>> START Record excerpts

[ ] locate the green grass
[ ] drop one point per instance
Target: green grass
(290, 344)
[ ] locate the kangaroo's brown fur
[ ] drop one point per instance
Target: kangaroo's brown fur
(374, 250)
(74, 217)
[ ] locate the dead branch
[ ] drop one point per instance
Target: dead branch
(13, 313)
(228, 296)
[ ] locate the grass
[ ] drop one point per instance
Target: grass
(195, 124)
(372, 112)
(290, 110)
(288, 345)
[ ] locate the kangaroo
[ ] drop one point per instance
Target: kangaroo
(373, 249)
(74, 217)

>> END Record excerpts

**Written request**
Turn every line of the records above into a Markdown table with a "No." column counting the rows and a "Text" column holding each line. Skip any blank lines.

**Response to the task**
| No. | Text |
|---|---|
| 1 | [ ] locate the green grass |
| 2 | [ ] drop one point per instance |
| 3 | Target: green grass |
| 4 | (290, 344) |
| 5 | [ ] locate the kangaroo's brown fur |
| 6 | [ ] drop one point per instance |
| 7 | Target: kangaroo's brown fur |
| 8 | (374, 250) |
| 9 | (74, 217) |
| 10 | [ ] locate the dead branch |
| 11 | [ ] drop one point per instance |
| 12 | Target: dead branch |
| 13 | (13, 313) |
| 14 | (228, 296) |
| 15 | [ ] locate the grass |
| 16 | [ ] drop one point per instance |
| 17 | Target: grass |
| 18 | (195, 124) |
| 19 | (372, 112) |
| 20 | (290, 110) |
| 21 | (288, 345) |
| 22 | [ ] locate the kangaroo |
| 23 | [ ] drop one point per instance |
| 24 | Target: kangaroo |
| 25 | (373, 249) |
| 26 | (74, 217) |